### Given exercise
Reproduce word for word the part of the essay below about being the child of a parent with alcoholism, from "It is exhausting." to "suffering from alcoholism.".

### Document extract
== == ==
Written by Hannah Woods
Published on October 3, 2019

It is exhausting. The feelings of constant worrying and anxiety about having to expect the unexpected. Knowing that all you want is the best for them but, struggling to understand why they make the decisions that they do. Loving them but being angry at all the pain and hurt they may have put you or other loved ones through. Knowing even when things are good you have that fear in the back of your mind because you don’t know when it’s going to get bad again. Carrying a heavyweight on your shoulders whether you live in the same house with them or live 1000 miles away. These are just some of the many emotions that come with being the child of someone actively suffering from alcoholism.  

I’ve had to work through these same emotions, and I know countless people are in this same position. Years of experience in coping with my own parent’s alcoholism have helped me come up with strategies that may help others in a similar position.
== == ==
### Dataset rows

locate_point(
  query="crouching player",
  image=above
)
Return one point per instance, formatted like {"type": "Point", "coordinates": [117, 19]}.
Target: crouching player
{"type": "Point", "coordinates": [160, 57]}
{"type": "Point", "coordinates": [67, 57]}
== == ==
### Answer
It is exhausting. The feelings of constant worrying and anxiety about having to expect the unexpected. Knowing that all you want is the best for them but, struggling to understand why they make the decisions that they do. Loving them but being angry at all the pain and hurt they may have put you or other loved ones through. Knowing even when things are good you have that fear in the back of your mind because you don’t know when it’s going to get bad again. Carrying a heavyweight on your shoulders whether you live in the same house with them or live 1000 miles away. These are just some of the many emotions that come with being the child of someone actively suffering from alcoholism.